What is asked
Render every line of the entries below as a Markdown table with two columns, Row and Line. Put the row number under Row and the line itself under Line, and skip any blank lines.

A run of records
▬▬▬
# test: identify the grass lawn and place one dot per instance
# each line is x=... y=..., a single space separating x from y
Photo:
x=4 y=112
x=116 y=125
▬▬▬
The reply
| Row | Line |
|---|---|
| 1 | # test: identify the grass lawn and place one dot per instance |
| 2 | # each line is x=... y=..., a single space separating x from y |
| 3 | Photo: |
| 4 | x=4 y=112 |
| 5 | x=116 y=125 |